Objetivo:
Del texto sobre el kendo que aparece más abajo, transcribe sin cambios el fragmento que comienza en "Impulsado por una" y termina en "que la acechan.".

Texto de lectura:
============================================================

Impulsado por una fuerza interior, comencé a dedicarme al
kendo. Lo practico desde hace trece años. Este arte, modelado sobre el de los
antiguos guerreros, consiste en el dominio de una espada de bambú y no requiere
palabras; gracias a él, he sentido renacer en mí el antiguo espíritu de los
samuráis. La prosperidad económica ha transformado a los japoneses en
comerciantes y el espíritu de los samuráis se ha extinguido por completo. Ahora
se considera anticuado arriesgar la vida para defender un ideal. Los ideales se
han convertido en una especie de amuletos adecuados únicamente para proteger la
vida de los peligros que la acechan.
Sólo cuando los estudiantes, erróneamente considerados los
tranquilos continuadores de la obra de los Maestros, se enfrentaron a los
intelectuales con una violencia aterradora, éstos se dieron cuenta (aunque ya
era tarde) de que para defender las propias ideas es necesario estar dispuesto
a sacrificar la vida.

============================================================

Datos proporcionados:
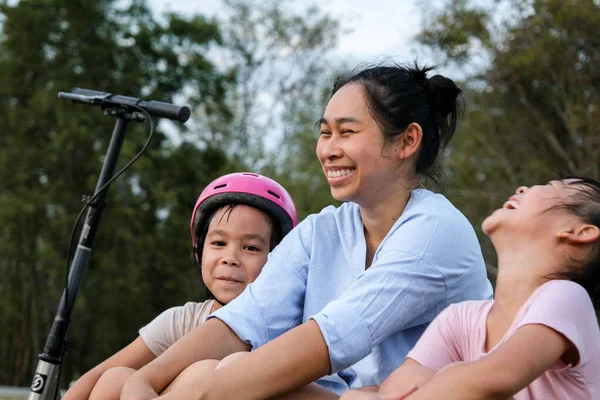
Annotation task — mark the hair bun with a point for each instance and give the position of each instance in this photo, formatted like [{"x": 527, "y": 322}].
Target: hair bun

============================================================

Solución:
Impulsado por una fuerza interior, comencé a dedicarme al
kendo. Lo practico desde hace trece años. Este arte, modelado sobre el de los
antiguos guerreros, consiste en el dominio de una espada de bambú y no requiere
palabras; gracias a él, he sentido renacer en mí el antiguo espíritu de los
samuráis. La prosperidad económica ha transformado a los japoneses en
comerciantes y el espíritu de los samuráis se ha extinguido por completo. Ahora
se considera anticuado arriesgar la vida para defender un ideal. Los ideales se
han convertido en una especie de amuletos adecuados únicamente para proteger la
vida de los peligros que la acechan.